— start of DATA EXCERPTS —

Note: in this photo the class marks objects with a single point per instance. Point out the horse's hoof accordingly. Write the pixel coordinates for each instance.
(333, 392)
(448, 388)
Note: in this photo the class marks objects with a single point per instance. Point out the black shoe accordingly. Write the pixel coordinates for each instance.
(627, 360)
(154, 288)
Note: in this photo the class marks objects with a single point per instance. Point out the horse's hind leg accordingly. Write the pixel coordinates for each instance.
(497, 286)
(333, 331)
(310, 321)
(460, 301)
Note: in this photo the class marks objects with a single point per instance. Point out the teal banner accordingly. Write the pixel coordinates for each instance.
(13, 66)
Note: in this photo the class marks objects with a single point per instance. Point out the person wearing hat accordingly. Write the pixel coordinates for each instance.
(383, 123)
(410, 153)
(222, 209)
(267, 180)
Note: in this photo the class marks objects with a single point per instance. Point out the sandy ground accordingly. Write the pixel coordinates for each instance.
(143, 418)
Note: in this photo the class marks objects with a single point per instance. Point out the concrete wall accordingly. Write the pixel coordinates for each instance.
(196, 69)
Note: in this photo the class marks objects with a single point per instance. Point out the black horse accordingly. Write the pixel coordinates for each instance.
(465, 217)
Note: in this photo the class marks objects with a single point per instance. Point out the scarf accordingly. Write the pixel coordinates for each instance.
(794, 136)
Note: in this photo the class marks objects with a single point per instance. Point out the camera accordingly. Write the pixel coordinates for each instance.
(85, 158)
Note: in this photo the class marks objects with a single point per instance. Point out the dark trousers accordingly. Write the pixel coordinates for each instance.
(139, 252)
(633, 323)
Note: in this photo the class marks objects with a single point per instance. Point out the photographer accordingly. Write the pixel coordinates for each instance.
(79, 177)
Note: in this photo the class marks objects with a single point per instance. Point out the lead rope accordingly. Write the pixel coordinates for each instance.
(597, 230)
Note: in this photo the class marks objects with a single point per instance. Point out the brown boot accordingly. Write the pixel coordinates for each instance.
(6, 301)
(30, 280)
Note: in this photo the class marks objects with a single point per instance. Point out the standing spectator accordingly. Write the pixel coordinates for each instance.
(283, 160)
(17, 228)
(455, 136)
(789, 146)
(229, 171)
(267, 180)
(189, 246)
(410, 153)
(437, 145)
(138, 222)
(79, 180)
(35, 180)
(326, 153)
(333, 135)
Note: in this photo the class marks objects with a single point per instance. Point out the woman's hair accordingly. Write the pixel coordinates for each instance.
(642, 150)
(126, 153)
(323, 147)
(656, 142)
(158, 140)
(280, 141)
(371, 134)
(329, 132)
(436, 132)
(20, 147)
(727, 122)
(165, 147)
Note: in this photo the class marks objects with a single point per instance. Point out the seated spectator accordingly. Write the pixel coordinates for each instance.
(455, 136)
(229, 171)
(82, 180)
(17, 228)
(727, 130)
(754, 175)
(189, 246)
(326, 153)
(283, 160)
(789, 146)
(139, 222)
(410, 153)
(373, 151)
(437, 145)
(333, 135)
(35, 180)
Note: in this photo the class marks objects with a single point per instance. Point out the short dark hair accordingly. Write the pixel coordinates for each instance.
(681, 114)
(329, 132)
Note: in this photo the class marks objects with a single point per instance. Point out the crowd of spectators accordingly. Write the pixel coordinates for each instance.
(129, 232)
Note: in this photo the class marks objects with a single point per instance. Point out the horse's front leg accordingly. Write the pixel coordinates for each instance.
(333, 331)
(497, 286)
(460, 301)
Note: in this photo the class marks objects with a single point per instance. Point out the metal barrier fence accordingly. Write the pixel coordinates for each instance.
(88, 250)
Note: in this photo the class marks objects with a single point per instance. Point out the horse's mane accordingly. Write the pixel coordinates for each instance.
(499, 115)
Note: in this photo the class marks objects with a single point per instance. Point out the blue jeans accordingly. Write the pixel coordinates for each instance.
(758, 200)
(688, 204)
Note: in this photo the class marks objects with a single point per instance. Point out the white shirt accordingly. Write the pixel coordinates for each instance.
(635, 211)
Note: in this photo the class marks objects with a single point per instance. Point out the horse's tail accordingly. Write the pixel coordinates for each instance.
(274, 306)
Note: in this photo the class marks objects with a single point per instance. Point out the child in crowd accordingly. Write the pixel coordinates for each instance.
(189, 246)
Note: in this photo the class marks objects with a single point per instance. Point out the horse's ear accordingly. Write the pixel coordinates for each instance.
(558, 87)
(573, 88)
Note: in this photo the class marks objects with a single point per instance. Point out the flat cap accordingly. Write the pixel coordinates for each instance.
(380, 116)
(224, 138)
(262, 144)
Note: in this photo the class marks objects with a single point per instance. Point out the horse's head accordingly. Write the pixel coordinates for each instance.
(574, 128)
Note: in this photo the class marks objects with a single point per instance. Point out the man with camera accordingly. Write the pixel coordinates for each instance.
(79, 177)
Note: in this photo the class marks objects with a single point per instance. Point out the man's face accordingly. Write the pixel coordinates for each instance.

— end of DATA EXCERPTS —

STATED GOAL:
Recast these lines as a JSON list of strings, one string per line, with blank lines left out.

WORKED SOLUTION:
[
  "Note: in this photo the class marks objects with a single point per instance. Point out the horse's hoof accordingly. Write the pixel coordinates for each instance.",
  "(333, 392)",
  "(448, 388)",
  "Note: in this photo the class marks objects with a single point per instance. Point out the black shoe accordingly. Write the pixel coordinates for each instance.",
  "(627, 360)",
  "(154, 288)",
  "Note: in this photo the class marks objects with a single point per instance. Point out the horse's hind leg accordingly. Write the pixel coordinates for each instance.",
  "(497, 286)",
  "(333, 331)",
  "(310, 321)",
  "(460, 301)",
  "Note: in this photo the class marks objects with a single point per instance. Point out the teal banner accordingly. Write the pixel coordinates for each instance.",
  "(13, 66)",
  "Note: in this photo the class marks objects with a single point per instance. Point out the person wearing hat accordingly. Write the pixel coordinates for each instance.",
  "(383, 123)",
  "(410, 153)",
  "(222, 209)",
  "(267, 180)",
  "Note: in this photo the class marks objects with a single point per instance. Point out the sandy ground accordingly. Write the pixel coordinates for each instance.",
  "(143, 418)",
  "Note: in this photo the class marks objects with a single point per instance. Point out the concrete wall accordingly. Write the pixel coordinates for each instance.",
  "(196, 69)",
  "Note: in this photo the class marks objects with a single point per instance. Point out the black horse accordingly. Write the pixel coordinates for each instance.",
  "(465, 217)",
  "Note: in this photo the class marks objects with a single point per instance. Point out the scarf accordingly. Write the pixel coordinates for each instance.",
  "(794, 136)",
  "Note: in this photo the class marks objects with a single point per instance. Point out the camera accordingly. Write the pixel coordinates for each instance.",
  "(85, 158)",
  "Note: in this photo the class marks objects with a single point per instance. Point out the dark trousers accordingly. Write the pixel coordinates for each instance.",
  "(139, 252)",
  "(633, 323)",
  "Note: in this photo the class marks objects with a single point per instance. Point out the photographer accordingly. Write the pixel coordinates for each instance.",
  "(79, 177)",
  "Note: in this photo the class marks objects with a single point per instance. Point out the lead rope accordingly. Write the pixel coordinates for each instance.",
  "(597, 230)",
  "Note: in this photo the class marks objects with a single point per instance. Point out the brown boot accordingly. Write the pixel coordinates for each instance.",
  "(6, 301)",
  "(30, 280)",
  "Note: in this photo the class marks objects with a single point per instance. Point out the standing spectator accordingly. Write the pixel coordinates for each instance.",
  "(283, 160)",
  "(17, 228)",
  "(455, 136)",
  "(789, 146)",
  "(229, 171)",
  "(267, 180)",
  "(189, 246)",
  "(410, 153)",
  "(437, 145)",
  "(138, 222)",
  "(79, 180)",
  "(35, 180)",
  "(326, 153)",
  "(333, 135)",
  "Note: in this photo the class marks objects with a single point per instance. Point out the woman's hair accordingly. Write the pixel coordinates for each instance.",
  "(642, 150)",
  "(126, 153)",
  "(323, 147)",
  "(656, 142)",
  "(158, 140)",
  "(280, 141)",
  "(371, 134)",
  "(329, 132)",
  "(436, 132)",
  "(20, 147)",
  "(727, 122)",
  "(165, 147)",
  "Note: in this photo the class marks objects with a single point per instance. Point out the seated spectator accordingly. Write the pixel coordinates for each instance.",
  "(455, 136)",
  "(229, 171)",
  "(82, 180)",
  "(17, 228)",
  "(727, 130)",
  "(754, 175)",
  "(189, 246)",
  "(326, 153)",
  "(283, 160)",
  "(789, 146)",
  "(139, 222)",
  "(410, 153)",
  "(373, 151)",
  "(437, 145)",
  "(333, 135)",
  "(35, 180)",
  "Note: in this photo the class marks objects with a single point per instance. Point out the short dark hair accordingly. Write the pixel coordinates for each instance.",
  "(681, 114)",
  "(329, 132)",
  "Note: in this photo the class marks objects with a single point per instance. Point out the crowd of spectators accordingly. Write the pixel coordinates for each instance.",
  "(129, 232)",
  "Note: in this photo the class marks objects with a single point per instance. Point out the horse's front leg accordingly. Write the pixel coordinates for each instance.",
  "(333, 331)",
  "(497, 286)",
  "(460, 301)",
  "Note: in this photo the class marks objects with a single point per instance. Point out the metal barrier fence accordingly. Write the pixel coordinates for each instance.",
  "(88, 250)",
  "Note: in this photo the class marks objects with a single point per instance. Point out the horse's mane accordingly. Write the pixel coordinates for each instance.",
  "(499, 115)",
  "Note: in this photo the class marks objects with a single point per instance. Point out the blue jeans accordingly. Write the pixel coordinates for each instance.",
  "(758, 200)",
  "(688, 204)",
  "Note: in this photo the class marks objects with a single point per instance. Point out the white shirt accordingly. Write the pixel coordinates for each instance.",
  "(635, 211)",
  "Note: in this photo the class marks objects with a single point per instance. Point out the horse's tail accordingly. Write the pixel coordinates for each instance.",
  "(274, 306)",
  "Note: in this photo the class marks objects with a single point per instance. Point out the child in crowd accordingly. Write the pixel coordinates for each instance.",
  "(189, 246)",
  "Note: in this photo the class marks objects with a single point per instance. Point out the horse's ear accordingly. Write the pixel coordinates for each instance.",
  "(558, 87)",
  "(573, 88)",
  "Note: in this photo the class marks objects with a single point per instance. Point out the flat cap accordingly. Write the pixel coordinates for each instance.",
  "(380, 116)",
  "(224, 138)",
  "(262, 144)",
  "Note: in this photo the class marks objects with a single point per instance. Point out the horse's head accordingly. Write the pixel coordinates for each instance.",
  "(574, 128)",
  "Note: in this photo the class marks objects with a single point per instance. Point out the man with camera accordingly. Write the pixel coordinates for each instance.",
  "(79, 177)",
  "Note: in this photo the class marks objects with a single point per instance. Point out the man's face accordingly. Write the pixel coordinates for each instance."
]